*BRIEF*. Your answer must be the lines from the first one in the material through the line with "Category: black necktie", retyped exactly and with no pictures.

*INPUT RECORDS*.
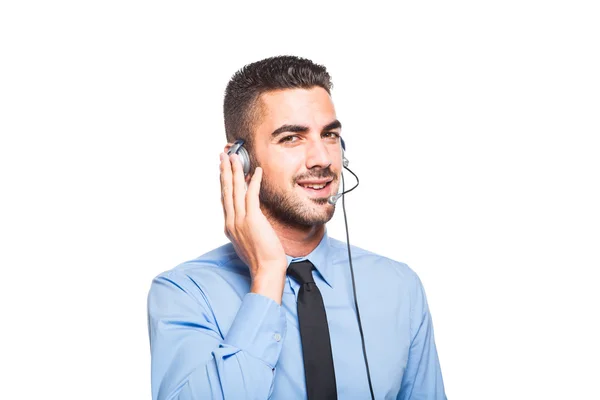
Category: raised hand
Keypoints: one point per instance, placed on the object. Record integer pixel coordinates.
(251, 234)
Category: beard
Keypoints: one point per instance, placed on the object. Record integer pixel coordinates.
(290, 209)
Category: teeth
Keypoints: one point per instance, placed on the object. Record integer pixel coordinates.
(315, 186)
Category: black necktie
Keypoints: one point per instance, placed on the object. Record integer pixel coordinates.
(314, 332)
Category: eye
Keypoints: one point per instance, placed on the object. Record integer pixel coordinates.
(333, 135)
(287, 139)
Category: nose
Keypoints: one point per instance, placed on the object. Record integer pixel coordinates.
(317, 155)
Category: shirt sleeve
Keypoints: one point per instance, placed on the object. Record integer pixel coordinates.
(422, 379)
(190, 357)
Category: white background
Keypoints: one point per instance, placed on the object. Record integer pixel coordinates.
(472, 125)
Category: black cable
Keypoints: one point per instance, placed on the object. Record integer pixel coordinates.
(362, 337)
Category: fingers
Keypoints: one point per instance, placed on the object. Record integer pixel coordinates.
(252, 199)
(227, 192)
(239, 188)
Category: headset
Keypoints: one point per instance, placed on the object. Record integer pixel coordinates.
(238, 148)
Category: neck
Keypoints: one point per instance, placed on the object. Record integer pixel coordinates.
(298, 241)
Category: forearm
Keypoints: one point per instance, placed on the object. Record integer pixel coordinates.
(190, 358)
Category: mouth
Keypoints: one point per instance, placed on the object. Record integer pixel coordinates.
(316, 188)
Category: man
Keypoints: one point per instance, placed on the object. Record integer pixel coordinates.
(272, 313)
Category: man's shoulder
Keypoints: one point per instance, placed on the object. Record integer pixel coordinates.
(219, 260)
(376, 263)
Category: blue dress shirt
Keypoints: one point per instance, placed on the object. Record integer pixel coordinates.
(212, 339)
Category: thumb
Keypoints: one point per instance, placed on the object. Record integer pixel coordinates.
(252, 200)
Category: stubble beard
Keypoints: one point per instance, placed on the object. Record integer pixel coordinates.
(289, 209)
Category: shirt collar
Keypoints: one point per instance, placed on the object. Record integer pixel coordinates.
(321, 259)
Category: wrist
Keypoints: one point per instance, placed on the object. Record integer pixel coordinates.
(269, 284)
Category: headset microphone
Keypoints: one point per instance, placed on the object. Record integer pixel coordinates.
(333, 199)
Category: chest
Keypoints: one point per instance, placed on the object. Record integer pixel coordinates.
(386, 331)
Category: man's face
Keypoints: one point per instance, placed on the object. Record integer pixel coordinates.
(297, 145)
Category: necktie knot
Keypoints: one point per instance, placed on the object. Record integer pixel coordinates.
(301, 272)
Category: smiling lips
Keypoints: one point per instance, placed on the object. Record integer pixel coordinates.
(316, 186)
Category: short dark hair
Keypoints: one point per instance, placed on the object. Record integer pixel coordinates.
(241, 107)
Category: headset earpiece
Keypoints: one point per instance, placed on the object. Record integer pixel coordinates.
(238, 148)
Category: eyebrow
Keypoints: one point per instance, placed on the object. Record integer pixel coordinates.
(301, 128)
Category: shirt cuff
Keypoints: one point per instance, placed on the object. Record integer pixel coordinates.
(259, 328)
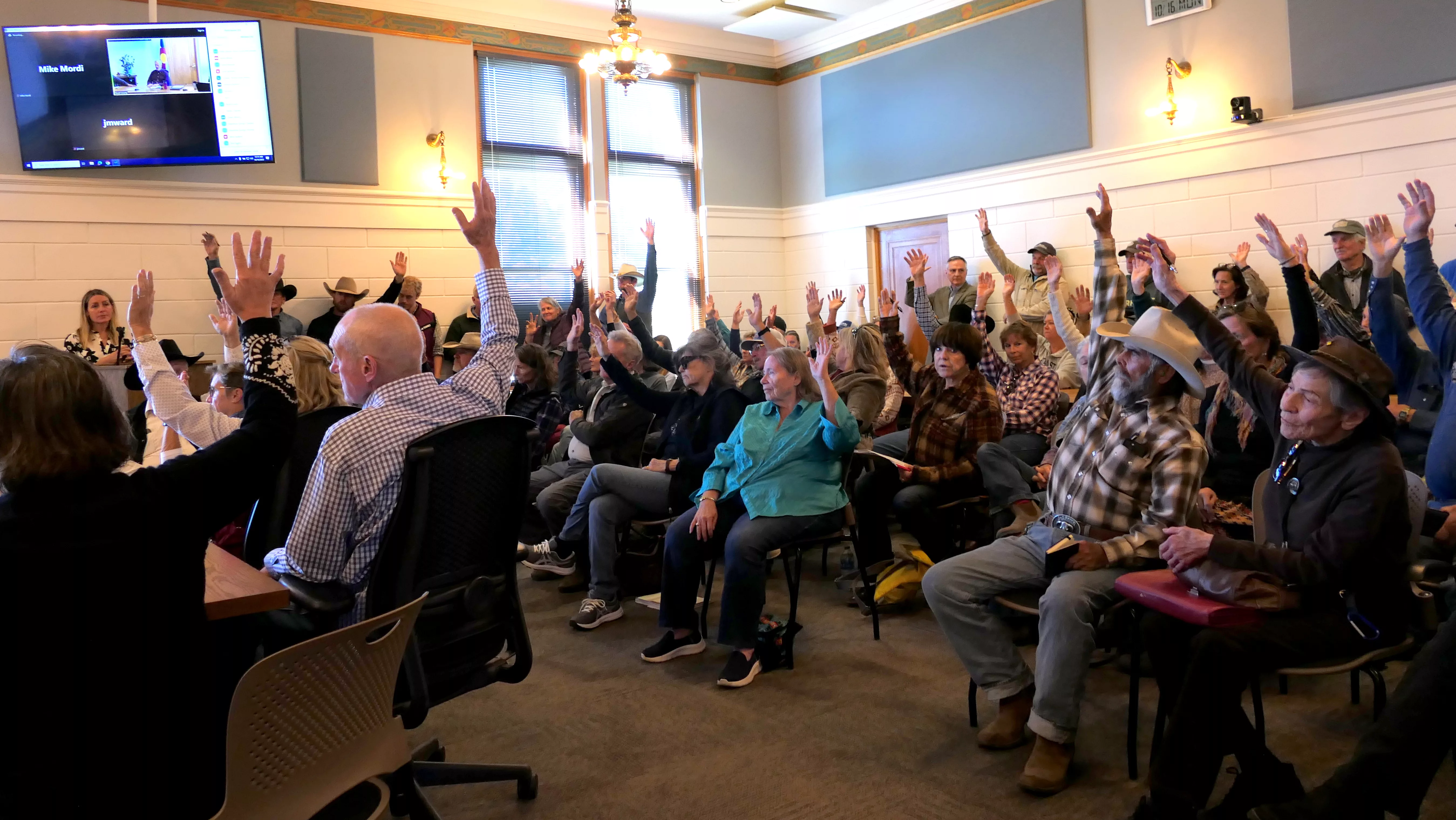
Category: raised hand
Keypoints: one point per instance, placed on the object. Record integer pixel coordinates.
(226, 324)
(1420, 210)
(1103, 215)
(1241, 256)
(1082, 301)
(918, 263)
(1272, 239)
(1384, 244)
(251, 295)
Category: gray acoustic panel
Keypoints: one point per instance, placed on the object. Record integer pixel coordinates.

*RESULT*.
Category: raised hand
Keypoints: one point per instance, placed on the object. Record integer pixel coordinates.
(251, 234)
Category: beard
Keypoints: one point per instance, placed on the object. Record integer pixel coordinates.
(290, 209)
Category: teeth
Keypoints: one point per instance, placed on the object. Record integer pixel coordinates.
(315, 186)
Category: black necktie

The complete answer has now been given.